## EXCERPTED TEXT
The current proceeding

  1. As noted above, the application filed by Mr Cummins sought review of the Registrar’s decision made on 5 June 2018.  An extension of time would have been required for that application and, given the very significant passage of time since the sequestration order was made, I was not minded to grant an extension of time.

  2. However, on 16 October 2019 after hearing from the parties I ordered that the application for review be treated as an application for annulment under s.153B of the Bankrupcty Act 1966 (Cth) (Bankruptcy Act).  I took into account that Mr Cummins is a litigant in person who contests not just the making of the sequestration order by the Registrar, but also the entire process leading to that order and the underlying debt.  He made serious allegations from the bar table and I decided that he should be given the opportunity to ventilate those allegations by evidence at a hearing.

  3. For the purposes of the hearing, in addition to the material which was before the Registrar (which clearly established that the procedural requirements for the sequestration order had been met) I received four affidavits by Mr Cummins filed on 24 September 2019, 9 October 2019, 14 October 2019 and 31 October 2019.  Those affidavits are part hand written and part type written and attached a number of documents.  They are somewhat hard to follow but, as explained by Mr Cummins from the bar table, they were intended to support the proposition that the costs order in the NSW Supreme Court proceedings should never have been made, was not properly assessed, that the bankruptcy notice was not properly served upon him and that serious wrongdoing vitiated the sequestration order.

  4. Mr Cummins handed up in court two additional documents which I marked for identification.  MFI A1 is a claim for the amount of $125 million by Mr Cummins apparently alleging wrongdoing by court staff in relation to the records of the NSW Supreme Court.  MFI A2 appears to be the original application for assessment of ordered costs taken from the NSW Supreme Court file.

  5. I gave leave for Palms to rely upon two affidavits filed on 28 November 2019.  The first is an affidavit by Palms’ solicitor (Mr Manca) who deposes as to the background facts relating to this matter.  The second is the affidavit of Bradley John Tonks (the trustee) made on 28 November 2019 providing a report on his administration of the bankrupt estate.  I took into account that report in deciding to make my orders on 12 December and to reserve my reasons.  Of particular significance is the urgent need for the trustee to resolve the fate of the real estate property of which he has taken possession, given that the Westpac Banking Corporation has given notice to the trustee of its intention to take possession of the property from 19 December 2019 pursuant to its mortgage over the property.  As I sought to explain in oral argument with Mr Cummins, it seems to me in the interests of both him and his creditors that the property is dealt with in accordance with some agreement or understanding between the trustee and the bank.  If the full value of the property is realised at sale there is at least the possibility of a surplus.

## INFORMATION SUPPLIED

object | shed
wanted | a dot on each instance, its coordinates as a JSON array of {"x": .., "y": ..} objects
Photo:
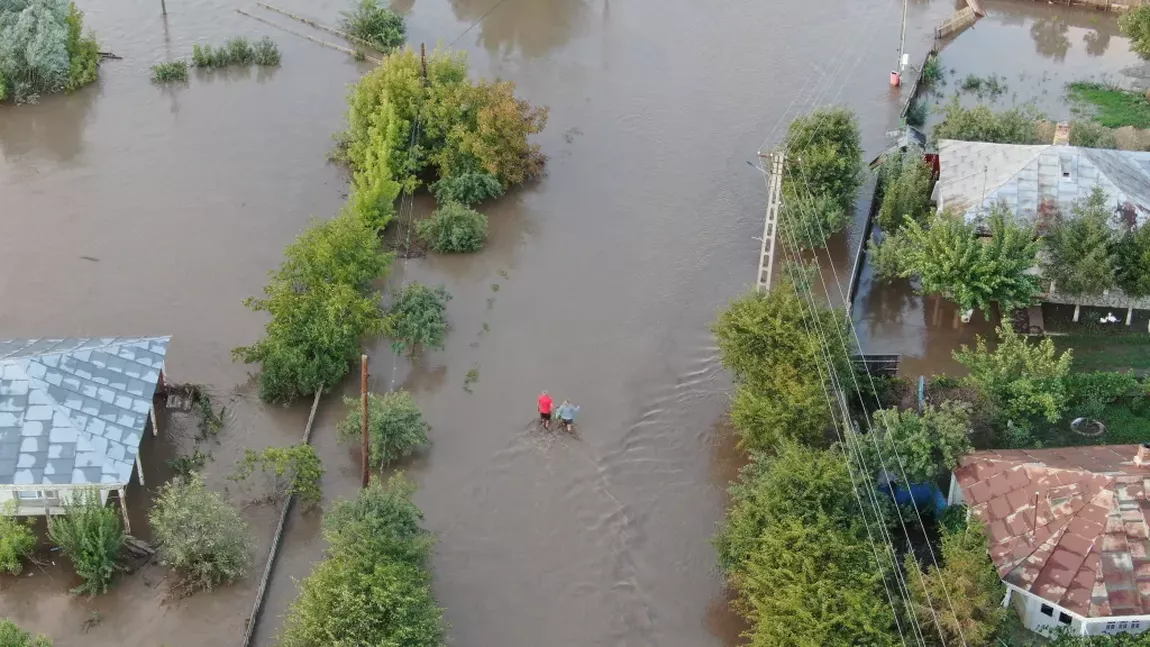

## EXERCISES TO COMPLETE
(a) According to the court judgment excerpt, from what date did Westpac Banking Corporation intend to take possession of the property?
(b) Please output the court judgment excerpt from "2. However, on" up to and including "at a hearing.".

## ANSWERS
(a) From 19 December 2019.

(b)
2. However, on 16 October 2019 after hearing from the parties I ordered that the application for review be treated as an application for annulment under s.153B of the Bankrupcty Act 1966 (Cth) (Bankruptcy Act).  I took into account that Mr Cummins is a litigant in person who contests not just the making of the sequestration order by the Registrar, but also the entire process leading to that order and the underlying debt.  He made serious allegations from the bar table and I decided that he should be given the opportunity to ventilate those allegations by evidence at a hearing.